### Provided text
Almost two weeks ago, I had oral surgery done. From what I counted, it included at least 13 root canals. Yeah. 13. Root canals. When I went to see the dentist for one possible root canal, he told me if I didn’t do something quick, I would lose my top 8 teeth.
They did a technique called “oral conscious sedation” where they gave me a pill the night before surgery and one right before surgery. This combination was to give me a restful night’s sleep and make me drowsy enought to fall asleep during surgery. Surgery ended up lasting longer than expected, so I was awake in the end for some of the painful gum treatment. I’ll spare you the details.
Suffice it to say, after surgery, I was hella numb and swollen and it was hilarious trying to eating mashed potatoes.
Fast-forward 10 days later and I realized how much I love my face.
Surgery was okay. Aside from my general anxiety, it was a breeze. Taking pain meds and penicillin on time? No problem. Eating a soft food diet?* Sure. Why not.
But, I wasn’t prepared for the mental and emotional struggle that came with a changed face.
I look at my face every day. I generally notice even slight changes. So, to come “face to face” with a new face was a lot for me to take in. I knew my teeth changes would take some getting used to. I hadn’t at all prepared for changes to my face.
I was very swollen for a few days. I absolutely love my cheekbones, so it was hard for me to not see this feature on my face. Not only did I feel swollen and sore, I looked different. It made me more than sad. It made me depressed.
It had become a constant struggle to accept my growing teeth problems and still face the world with confidence. Now, here I was with a “new face” and a “new smile” and an even more limited diet than my oral allergy syndrome causes.

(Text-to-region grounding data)
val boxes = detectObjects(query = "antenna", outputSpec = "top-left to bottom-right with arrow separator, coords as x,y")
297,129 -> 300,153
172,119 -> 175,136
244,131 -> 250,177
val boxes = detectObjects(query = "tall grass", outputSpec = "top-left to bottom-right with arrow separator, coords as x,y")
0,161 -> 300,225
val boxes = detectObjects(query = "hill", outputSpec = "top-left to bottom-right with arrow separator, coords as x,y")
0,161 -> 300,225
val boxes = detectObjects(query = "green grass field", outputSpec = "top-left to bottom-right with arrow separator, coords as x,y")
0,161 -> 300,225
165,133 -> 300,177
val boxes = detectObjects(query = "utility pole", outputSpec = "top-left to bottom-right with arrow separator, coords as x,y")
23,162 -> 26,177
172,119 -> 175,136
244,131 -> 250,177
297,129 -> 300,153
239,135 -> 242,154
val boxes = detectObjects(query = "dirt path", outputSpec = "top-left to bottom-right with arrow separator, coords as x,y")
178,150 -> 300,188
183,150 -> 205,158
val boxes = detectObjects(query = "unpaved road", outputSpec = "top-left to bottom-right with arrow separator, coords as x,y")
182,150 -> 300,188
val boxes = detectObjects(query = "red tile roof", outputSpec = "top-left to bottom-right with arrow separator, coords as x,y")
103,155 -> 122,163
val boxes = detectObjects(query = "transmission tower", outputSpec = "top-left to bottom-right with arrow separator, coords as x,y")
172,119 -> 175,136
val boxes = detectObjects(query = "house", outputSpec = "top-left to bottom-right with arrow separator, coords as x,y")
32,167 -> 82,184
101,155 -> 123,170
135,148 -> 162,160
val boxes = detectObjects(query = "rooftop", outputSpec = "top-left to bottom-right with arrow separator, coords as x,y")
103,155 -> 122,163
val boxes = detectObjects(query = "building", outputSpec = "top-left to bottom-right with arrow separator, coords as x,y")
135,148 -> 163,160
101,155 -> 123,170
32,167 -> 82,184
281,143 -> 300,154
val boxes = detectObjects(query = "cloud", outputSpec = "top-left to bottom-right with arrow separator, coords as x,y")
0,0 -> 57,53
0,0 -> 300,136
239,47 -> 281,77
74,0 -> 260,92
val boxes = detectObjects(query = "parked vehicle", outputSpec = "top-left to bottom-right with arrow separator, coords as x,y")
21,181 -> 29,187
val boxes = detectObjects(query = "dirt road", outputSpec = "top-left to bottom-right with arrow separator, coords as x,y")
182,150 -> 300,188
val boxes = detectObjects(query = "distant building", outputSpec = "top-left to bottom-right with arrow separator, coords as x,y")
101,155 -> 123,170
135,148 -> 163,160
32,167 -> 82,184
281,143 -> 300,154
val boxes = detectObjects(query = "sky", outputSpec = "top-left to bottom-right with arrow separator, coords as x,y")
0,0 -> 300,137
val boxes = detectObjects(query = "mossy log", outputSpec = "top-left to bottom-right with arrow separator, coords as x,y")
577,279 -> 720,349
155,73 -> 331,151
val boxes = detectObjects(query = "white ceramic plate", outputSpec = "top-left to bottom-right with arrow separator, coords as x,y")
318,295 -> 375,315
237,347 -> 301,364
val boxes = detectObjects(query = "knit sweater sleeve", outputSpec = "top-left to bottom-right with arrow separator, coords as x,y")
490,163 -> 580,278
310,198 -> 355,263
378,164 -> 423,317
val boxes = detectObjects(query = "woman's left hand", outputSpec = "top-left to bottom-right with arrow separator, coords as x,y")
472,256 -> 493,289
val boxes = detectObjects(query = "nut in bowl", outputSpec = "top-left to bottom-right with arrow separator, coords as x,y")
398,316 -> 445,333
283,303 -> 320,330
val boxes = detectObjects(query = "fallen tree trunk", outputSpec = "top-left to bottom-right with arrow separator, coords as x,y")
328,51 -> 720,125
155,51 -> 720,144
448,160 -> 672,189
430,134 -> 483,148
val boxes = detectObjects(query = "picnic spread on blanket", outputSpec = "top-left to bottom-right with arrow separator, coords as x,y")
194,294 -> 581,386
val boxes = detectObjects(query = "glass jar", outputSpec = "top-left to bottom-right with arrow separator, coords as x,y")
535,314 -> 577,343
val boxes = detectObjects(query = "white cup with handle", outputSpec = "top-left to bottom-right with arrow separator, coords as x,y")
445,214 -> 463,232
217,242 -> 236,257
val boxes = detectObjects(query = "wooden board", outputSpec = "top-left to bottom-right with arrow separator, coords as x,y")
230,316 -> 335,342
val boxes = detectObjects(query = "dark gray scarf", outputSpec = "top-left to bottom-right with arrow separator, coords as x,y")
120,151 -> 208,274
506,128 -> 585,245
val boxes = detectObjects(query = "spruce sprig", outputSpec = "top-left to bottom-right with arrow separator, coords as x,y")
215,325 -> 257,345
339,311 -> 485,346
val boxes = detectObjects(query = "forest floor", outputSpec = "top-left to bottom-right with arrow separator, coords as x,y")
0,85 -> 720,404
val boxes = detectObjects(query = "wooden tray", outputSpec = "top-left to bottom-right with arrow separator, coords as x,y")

### List of tasks
1 > In the oral surgery post, how many root canals did the writer count as part of the surgery?
2 > From the oral surgery post, reproduce the passage that begins with the words containing "Fast-forward 10 days" and ends with "to my face.".

### Solutions to the exercise
1 > At least 13.

2 >
Fast-forward 10 days later and I realized how much I love my face.
Surgery was okay. Aside from my general anxiety, it was a breeze. Taking pain meds and penicillin on time? No problem. Eating a soft food diet?* Sure. Why not.
But, I wasn’t prepared for the mental and emotional struggle that came with a changed face.
I look at my face every day. I generally notice even slight changes. So, to come “face to face” with a new face was a lot for me to take in. I knew my teeth changes would take some getting used to. I hadn’t at all prepared for changes to my face.